## start Text
Trump's actions were illegal. The lawsuit claims they both exceed the scope of the president's statutory authority and violates the Tenth Amendment, the Amendment, of course, which gives power to the states that's not assigned to the federal government. Newsom Bass other Democrats have blamed the unrest on the President's deployment of the National Guard in Marines to la which

is just simply ridiculous. Maybe a portion of it, but definitely this was something that was going to happen, regardless of how the president responded.

Speaker 2

A quick side note to all of it is that a coalition of press organizations is seeking a court order to stop what they said is the continuing abuse of journalists by the LAPD during the immigration protests. It says there are multiple instances of officers firing foam projectiles at members of the media and otherwise flouting state laws.

Speaker 3

So called are they named?

Speaker 1

Are the people named?

Speaker 6

No?

Speaker 3

Well, I mean we know that some of them have been hit with the no.

Speaker 1

No, I mean, like, are the agencies named in that?

Speaker 5

Is it?

Speaker 4

What?

Speaker 5

Is it?

Speaker 1

A complaint?

Speaker 3

They're looking for a court order.

Speaker 1

Yeah, so we don't know which agencies were talking amount.

Speaker 3

They did not go into specific news.

Speaker 1

I'm going to go out there on limb and say it's not the La Times or k CAL or k T l A. It's going to be like I haven't showered in four weeks and I had a blog and now it's a podcast, dot com, slash org.

Speaker 2

I have a handwritten press badge right that I kept holding up in front of my face.

Speaker 1

When I got this cool jacket made. It says press. It says what press the way you said that press, because that's how they talk. All right, Come on, give me Peyte Demetrio. All right, that's a reporter who can wear the press. The Dull Men's Club have you ever heard of this? Apparently there are several million members of a group online and it's called the Doll Men's Club, and their goal is to cause dullness in each other's lives on a daily basis. Sound they wear their dullness

with pride. We'll talk about it when we come back. Gary and Shannon will continue.

Speaker 6

You're listening to Gary and Shannon on demand from KFI AM six forty.

Speaker 2

College Kids college age kids coming back home for the summer, maybe and just turning into absolute nightmares of roommates because they forget things like how to do laundry or eat for themselves, or wake up before noon or something.
## end Text
## start Data extract
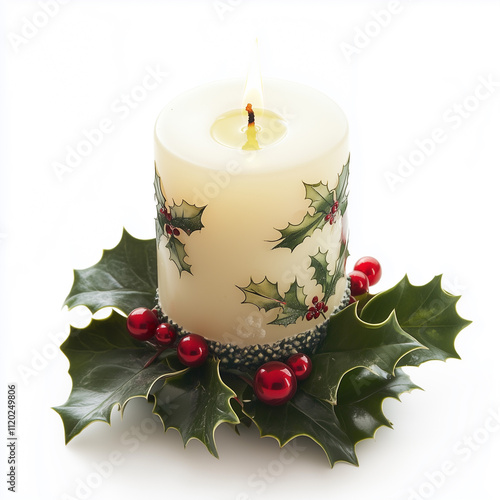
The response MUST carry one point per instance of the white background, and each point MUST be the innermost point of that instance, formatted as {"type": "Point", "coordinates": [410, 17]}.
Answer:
{"type": "Point", "coordinates": [400, 83]}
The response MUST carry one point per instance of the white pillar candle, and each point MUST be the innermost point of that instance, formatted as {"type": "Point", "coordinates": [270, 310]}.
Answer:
{"type": "Point", "coordinates": [231, 265]}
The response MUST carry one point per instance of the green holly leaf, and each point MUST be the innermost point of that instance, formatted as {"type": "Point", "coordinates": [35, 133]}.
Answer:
## end Data extract
▸ **Direction 1**:
Translate the sentence "You're listening to Gary and Shannon on demand from KFI AM six forty." from the transcript into Spanish.
▸ **Direction 2**:
Reproduce the passage of the transcript from "I have a handwritten" to "AM six forty.".

▸ **Reply 1**:
Estás escuchando a Gary y Shannon bajo demanda desde KFI AM seis cuarenta.

▸ **Reply 2**:
I have a handwritten press badge right that I kept holding up in front of my face.

Speaker 1

When I got this cool jacket made. It says press. It says what press the way you said that press, because that's how they talk. All right, Come on, give me Peyte Demetrio. All right, that's a reporter who can wear the press. The Dull Men's Club have you ever heard of this? Apparently there are several million members of a group online and it's called the Doll Men's Club, and their goal is to cause dullness in each other's lives on a daily basis. Sound they wear their dullness

with pride. We'll talk about it when we come back. Gary and Shannon will continue.

Speaker 6

You're listening to Gary and Shannon on demand from KFI AM six forty.